## Soal
Salin tanpa perubahan satu bagian dari makalah tentang pendidikan estetika. Mulailah dari kata-kata yang memuat "Berbeda dengan manuskrip" dan berhentilah setelah "kajian di atas.".

Rabu, 24 Juni 2015

makalah tafsir tarbawi pendidikan estetika

BAB I
PENDAHULUAN
Latar Belakang
Karya seni Islam dalam deretan khazanah pengetahuan tergolong karya cukup langka.
Berbeda dengan manuskrip bidang keislaman lainnya seperti tafsir, teologi, fiqh dan tasawuf, perkembangan estetika Islam, agaknya, jauh tertinggal daripada bidang kajian di atas.
Perhatian kaum muslim terhadap nilai estetika Islam tampaknya juga tidak begitu antusias. Buktinya masyarakat Indonesia, sebagai pemeluk mayoritas Islam, masih minim pengetahuannya terhadap aspek-aspek estetika Islam monumental yang pernah tercipta saat peradaban Islam berkembang spektakuler, baik di kawasan Arabia maupun Timur Tengah, khususnya Persia dan Bagdad.
Estetika merupakan nilai-nilai yang berkaitan dengan kreasi seni dengan pengalaman-pengalaman kita yang berhubungan dengan seni. Hasil-hasil ciptaan seni didasarkan atas prinsip-prinsip yang dapat dikelompokkan sebagai rekayasa, pola, bentuk dsb.



BAB II
PEMBAHASAN

      A.    Pengertian Pendidikan Estetika
Istilah estetika muncul pertama kali pada pertengahan abad ke -18, melalui seorang filsuf Jerman, Alexander Baumgarten. Sang filsuf memasukkan estetika sebagai ranah pengetahuan sensoris, yaitu pengetahuan rasa yang berbeda dari pengetahuan logika, sebelum akhirnya ia sampai kepada penggunaan istilah tersebut dalam kaitan persepsi atas rasa keindahan, khususnya keindahan karya seni. Selanjutnya, Emmanuel Kant menggunakan istilah tersebut dengan menerapkannya untuk menilai keindahan, baik yang terdapat dalam karya seni maupun dalam alam secara luas.[1]
Estetika berasal dari kata aistheton atau aisthetikos, yang dalam bahasa Yunani Kuno berarti persepsi atau kemampuan mencerap sesuatu secara indrawi. Menurut plato, keindahan adalah realitas yang sebenarnya dan tidak pernah berubah-ubah. Bagi Plato , keindahan itu merupakan pancaran akal ilahi. Bila yang hakikat ilahi itu menyatakan dirinya atau memancarkan sinarnya pada, atau dalam realitas penuh, maka itulah keindahan.

## Informasi yang Diberikan
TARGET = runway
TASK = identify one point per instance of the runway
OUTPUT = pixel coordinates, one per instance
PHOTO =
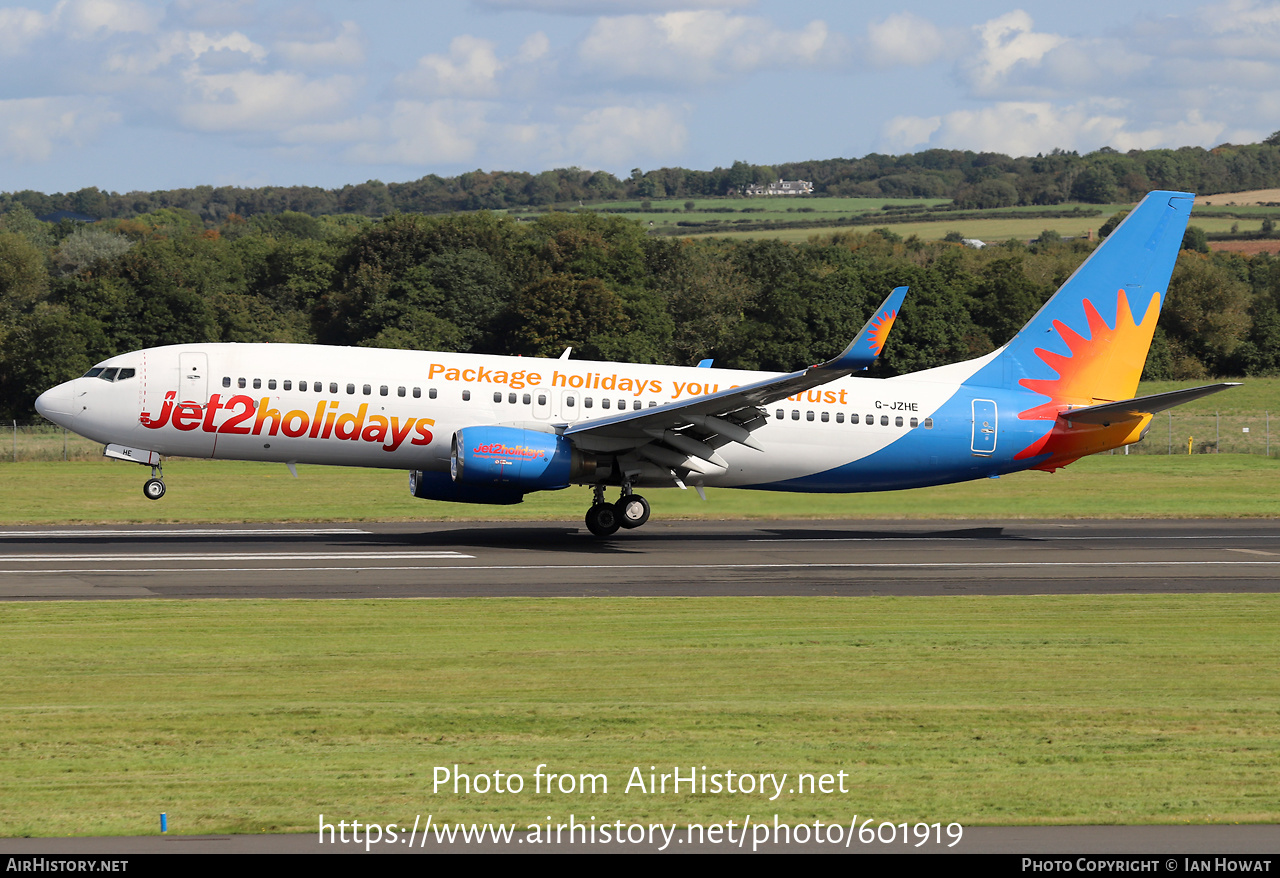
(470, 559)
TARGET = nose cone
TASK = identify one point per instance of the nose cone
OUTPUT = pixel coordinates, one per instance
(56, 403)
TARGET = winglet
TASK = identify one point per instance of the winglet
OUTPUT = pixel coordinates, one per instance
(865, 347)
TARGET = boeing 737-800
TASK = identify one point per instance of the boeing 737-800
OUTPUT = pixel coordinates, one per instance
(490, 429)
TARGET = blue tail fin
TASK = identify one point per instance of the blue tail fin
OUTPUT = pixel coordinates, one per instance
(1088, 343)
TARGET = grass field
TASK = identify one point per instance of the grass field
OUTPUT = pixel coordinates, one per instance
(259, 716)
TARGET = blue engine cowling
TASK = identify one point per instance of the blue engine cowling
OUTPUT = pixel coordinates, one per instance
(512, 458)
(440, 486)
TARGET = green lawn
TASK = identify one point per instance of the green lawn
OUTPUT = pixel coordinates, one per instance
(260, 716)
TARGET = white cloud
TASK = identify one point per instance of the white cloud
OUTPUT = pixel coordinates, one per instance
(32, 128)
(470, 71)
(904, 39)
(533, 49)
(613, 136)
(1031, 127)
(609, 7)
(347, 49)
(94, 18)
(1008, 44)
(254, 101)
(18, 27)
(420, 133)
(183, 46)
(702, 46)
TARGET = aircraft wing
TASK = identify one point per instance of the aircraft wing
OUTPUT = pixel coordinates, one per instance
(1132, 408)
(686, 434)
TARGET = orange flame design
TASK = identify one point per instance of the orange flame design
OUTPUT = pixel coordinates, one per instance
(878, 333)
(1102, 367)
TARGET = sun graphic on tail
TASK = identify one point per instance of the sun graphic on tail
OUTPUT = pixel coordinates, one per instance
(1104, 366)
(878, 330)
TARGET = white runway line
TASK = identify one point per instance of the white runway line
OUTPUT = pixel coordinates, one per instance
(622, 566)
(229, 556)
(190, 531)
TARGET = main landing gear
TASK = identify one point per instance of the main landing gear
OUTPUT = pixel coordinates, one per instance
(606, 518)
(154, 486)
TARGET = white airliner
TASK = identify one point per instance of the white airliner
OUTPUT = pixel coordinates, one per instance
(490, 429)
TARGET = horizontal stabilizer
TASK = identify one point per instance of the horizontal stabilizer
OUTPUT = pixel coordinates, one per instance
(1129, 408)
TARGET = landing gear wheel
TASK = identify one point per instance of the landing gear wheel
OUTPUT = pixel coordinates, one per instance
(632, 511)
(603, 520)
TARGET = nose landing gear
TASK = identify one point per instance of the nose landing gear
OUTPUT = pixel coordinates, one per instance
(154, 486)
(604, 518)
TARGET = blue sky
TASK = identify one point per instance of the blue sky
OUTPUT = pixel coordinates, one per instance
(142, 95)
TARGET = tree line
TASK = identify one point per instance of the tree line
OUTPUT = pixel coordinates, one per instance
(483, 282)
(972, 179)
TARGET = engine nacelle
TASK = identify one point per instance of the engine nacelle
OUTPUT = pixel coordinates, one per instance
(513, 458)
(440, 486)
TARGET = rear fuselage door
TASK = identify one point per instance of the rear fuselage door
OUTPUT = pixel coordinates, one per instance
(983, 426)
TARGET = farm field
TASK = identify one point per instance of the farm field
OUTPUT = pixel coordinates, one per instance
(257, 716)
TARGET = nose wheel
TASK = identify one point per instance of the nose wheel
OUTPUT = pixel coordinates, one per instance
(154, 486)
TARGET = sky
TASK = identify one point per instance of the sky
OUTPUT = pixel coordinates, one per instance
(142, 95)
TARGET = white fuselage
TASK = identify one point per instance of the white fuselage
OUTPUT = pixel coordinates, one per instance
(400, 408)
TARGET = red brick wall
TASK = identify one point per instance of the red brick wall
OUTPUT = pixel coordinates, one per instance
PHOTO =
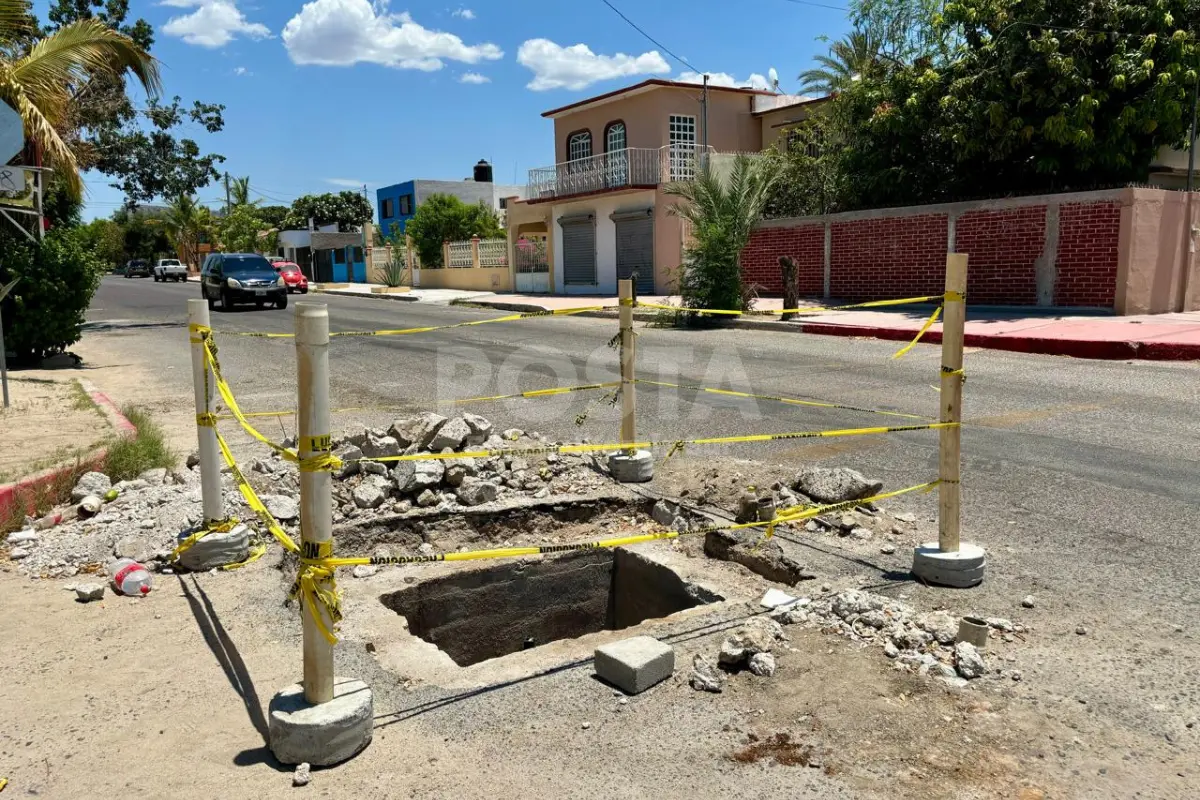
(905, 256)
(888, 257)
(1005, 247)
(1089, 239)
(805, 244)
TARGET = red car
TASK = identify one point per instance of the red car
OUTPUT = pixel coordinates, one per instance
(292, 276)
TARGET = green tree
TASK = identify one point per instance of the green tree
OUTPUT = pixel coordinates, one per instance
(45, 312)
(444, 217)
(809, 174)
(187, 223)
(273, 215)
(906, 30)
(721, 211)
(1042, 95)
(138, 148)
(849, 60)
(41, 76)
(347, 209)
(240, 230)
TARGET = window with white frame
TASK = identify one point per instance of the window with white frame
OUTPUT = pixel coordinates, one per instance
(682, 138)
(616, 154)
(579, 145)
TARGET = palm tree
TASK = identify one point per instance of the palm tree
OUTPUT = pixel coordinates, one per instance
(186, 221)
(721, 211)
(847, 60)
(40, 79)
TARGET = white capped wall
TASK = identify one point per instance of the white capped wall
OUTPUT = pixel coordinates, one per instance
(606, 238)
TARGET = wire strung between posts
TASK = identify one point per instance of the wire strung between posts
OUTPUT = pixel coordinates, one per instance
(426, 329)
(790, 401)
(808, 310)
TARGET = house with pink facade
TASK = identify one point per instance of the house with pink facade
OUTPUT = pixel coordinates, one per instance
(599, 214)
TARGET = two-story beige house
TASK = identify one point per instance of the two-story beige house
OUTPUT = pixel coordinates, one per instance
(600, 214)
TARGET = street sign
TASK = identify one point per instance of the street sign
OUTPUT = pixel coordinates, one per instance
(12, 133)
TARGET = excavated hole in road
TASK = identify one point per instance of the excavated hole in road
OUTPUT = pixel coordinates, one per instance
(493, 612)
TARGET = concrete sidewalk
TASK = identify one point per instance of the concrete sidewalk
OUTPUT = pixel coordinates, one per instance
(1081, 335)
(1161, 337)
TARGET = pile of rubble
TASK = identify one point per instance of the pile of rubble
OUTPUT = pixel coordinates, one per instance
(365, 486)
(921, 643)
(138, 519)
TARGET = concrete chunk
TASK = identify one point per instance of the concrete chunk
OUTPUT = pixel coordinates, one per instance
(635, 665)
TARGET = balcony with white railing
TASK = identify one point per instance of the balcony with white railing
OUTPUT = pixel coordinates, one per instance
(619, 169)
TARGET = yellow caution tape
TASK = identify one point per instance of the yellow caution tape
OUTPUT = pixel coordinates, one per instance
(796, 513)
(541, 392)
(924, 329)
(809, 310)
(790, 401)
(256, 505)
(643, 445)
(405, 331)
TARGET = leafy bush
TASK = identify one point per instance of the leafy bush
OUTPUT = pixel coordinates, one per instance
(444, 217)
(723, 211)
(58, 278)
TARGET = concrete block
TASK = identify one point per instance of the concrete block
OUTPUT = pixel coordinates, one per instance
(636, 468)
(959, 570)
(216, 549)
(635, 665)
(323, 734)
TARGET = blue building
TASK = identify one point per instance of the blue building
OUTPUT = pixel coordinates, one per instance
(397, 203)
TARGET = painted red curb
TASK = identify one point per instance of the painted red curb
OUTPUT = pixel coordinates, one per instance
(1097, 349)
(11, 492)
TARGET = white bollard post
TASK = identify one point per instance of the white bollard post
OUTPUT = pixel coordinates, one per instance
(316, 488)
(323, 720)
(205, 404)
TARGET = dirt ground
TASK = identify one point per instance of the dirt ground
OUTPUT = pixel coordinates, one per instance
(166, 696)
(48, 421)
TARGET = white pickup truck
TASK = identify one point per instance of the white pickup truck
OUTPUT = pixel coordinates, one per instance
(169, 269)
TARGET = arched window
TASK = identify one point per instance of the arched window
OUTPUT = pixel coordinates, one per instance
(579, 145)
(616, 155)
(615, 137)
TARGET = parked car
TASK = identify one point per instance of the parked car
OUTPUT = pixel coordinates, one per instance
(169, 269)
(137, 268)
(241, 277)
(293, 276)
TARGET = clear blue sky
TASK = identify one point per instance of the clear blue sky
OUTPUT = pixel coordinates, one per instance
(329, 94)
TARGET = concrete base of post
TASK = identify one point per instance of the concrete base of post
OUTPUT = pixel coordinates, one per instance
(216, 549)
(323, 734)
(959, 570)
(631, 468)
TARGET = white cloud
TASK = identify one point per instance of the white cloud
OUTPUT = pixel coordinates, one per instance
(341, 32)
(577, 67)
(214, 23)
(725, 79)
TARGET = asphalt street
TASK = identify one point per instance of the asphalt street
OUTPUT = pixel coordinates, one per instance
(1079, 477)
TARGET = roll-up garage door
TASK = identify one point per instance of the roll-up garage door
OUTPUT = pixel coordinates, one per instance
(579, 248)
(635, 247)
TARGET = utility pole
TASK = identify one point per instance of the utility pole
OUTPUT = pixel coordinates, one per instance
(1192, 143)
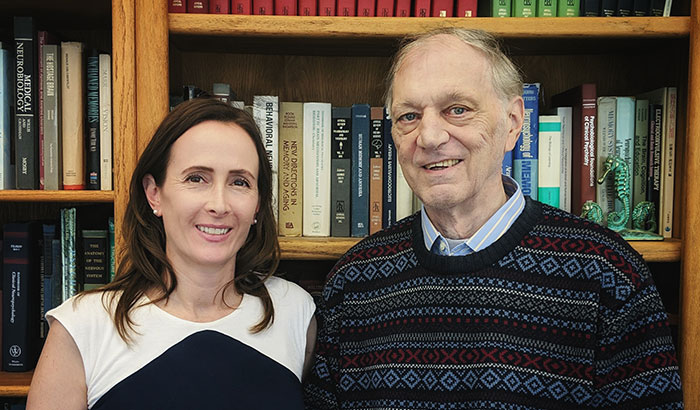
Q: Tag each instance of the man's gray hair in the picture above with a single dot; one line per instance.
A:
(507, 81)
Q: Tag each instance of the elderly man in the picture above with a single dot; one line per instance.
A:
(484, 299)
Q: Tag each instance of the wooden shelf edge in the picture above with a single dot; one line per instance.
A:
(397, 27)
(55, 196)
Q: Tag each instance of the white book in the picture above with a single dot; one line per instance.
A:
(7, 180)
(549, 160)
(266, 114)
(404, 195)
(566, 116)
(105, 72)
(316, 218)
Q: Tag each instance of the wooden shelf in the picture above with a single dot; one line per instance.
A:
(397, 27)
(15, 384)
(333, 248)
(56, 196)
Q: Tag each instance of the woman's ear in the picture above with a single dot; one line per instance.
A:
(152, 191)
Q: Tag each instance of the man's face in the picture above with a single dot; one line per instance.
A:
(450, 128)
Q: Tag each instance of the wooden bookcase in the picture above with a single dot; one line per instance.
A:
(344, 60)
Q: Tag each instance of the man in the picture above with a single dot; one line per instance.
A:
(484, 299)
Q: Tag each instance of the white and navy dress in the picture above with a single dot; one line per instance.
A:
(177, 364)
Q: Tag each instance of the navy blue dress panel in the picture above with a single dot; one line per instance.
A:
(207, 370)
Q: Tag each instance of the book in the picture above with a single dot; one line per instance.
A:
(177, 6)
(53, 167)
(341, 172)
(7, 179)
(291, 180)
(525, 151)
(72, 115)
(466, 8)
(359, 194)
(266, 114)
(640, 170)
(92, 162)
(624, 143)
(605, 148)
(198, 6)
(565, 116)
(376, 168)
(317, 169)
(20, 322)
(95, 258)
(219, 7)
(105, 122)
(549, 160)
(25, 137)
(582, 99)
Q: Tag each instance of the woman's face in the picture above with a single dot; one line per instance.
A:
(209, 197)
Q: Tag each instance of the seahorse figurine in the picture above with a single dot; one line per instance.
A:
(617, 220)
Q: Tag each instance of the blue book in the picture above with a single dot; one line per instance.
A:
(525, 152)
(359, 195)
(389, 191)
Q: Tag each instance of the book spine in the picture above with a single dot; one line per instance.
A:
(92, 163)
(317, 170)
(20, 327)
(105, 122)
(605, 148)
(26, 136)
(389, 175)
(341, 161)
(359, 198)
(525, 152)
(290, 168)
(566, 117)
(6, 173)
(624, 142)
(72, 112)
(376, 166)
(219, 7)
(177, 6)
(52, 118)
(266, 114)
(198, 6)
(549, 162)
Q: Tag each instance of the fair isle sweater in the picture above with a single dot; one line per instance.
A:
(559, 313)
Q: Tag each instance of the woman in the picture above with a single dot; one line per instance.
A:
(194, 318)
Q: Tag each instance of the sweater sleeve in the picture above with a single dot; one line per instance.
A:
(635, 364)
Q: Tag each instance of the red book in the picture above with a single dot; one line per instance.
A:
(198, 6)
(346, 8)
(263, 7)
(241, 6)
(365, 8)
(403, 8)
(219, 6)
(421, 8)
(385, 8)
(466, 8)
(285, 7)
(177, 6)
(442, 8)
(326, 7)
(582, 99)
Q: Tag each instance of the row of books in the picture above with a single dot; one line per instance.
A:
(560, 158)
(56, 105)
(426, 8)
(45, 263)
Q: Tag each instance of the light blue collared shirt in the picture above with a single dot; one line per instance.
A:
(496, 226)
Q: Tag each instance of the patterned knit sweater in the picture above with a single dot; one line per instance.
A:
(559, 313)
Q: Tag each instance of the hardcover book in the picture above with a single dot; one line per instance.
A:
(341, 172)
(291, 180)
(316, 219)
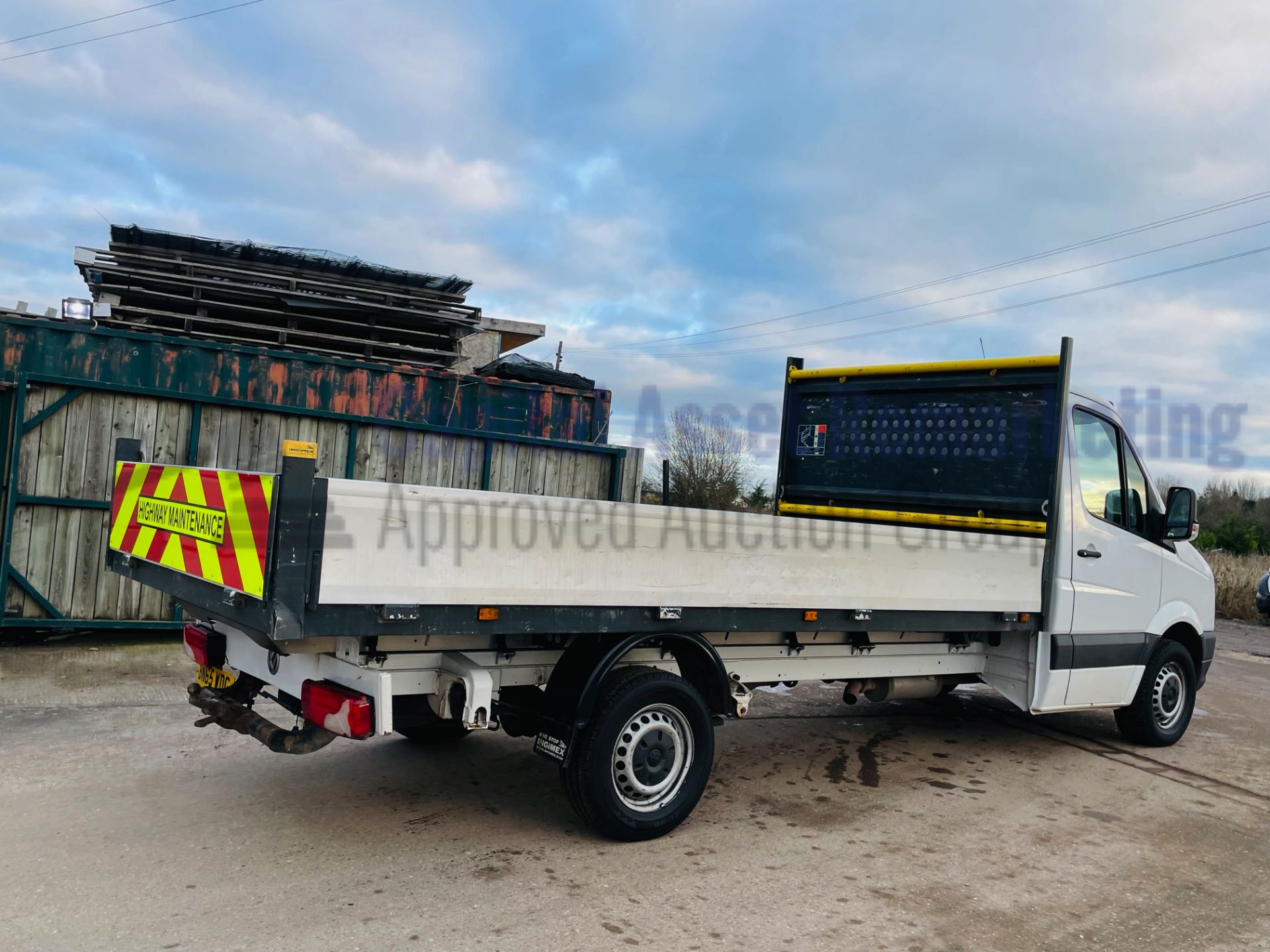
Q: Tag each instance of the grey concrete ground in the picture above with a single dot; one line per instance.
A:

## Penyelesaian Tugas
Berbeda dengan manuskrip bidang keislaman lainnya seperti tafsir, teologi, fiqh dan tasawuf, perkembangan estetika Islam, agaknya, jauh tertinggal daripada bidang kajian di atas.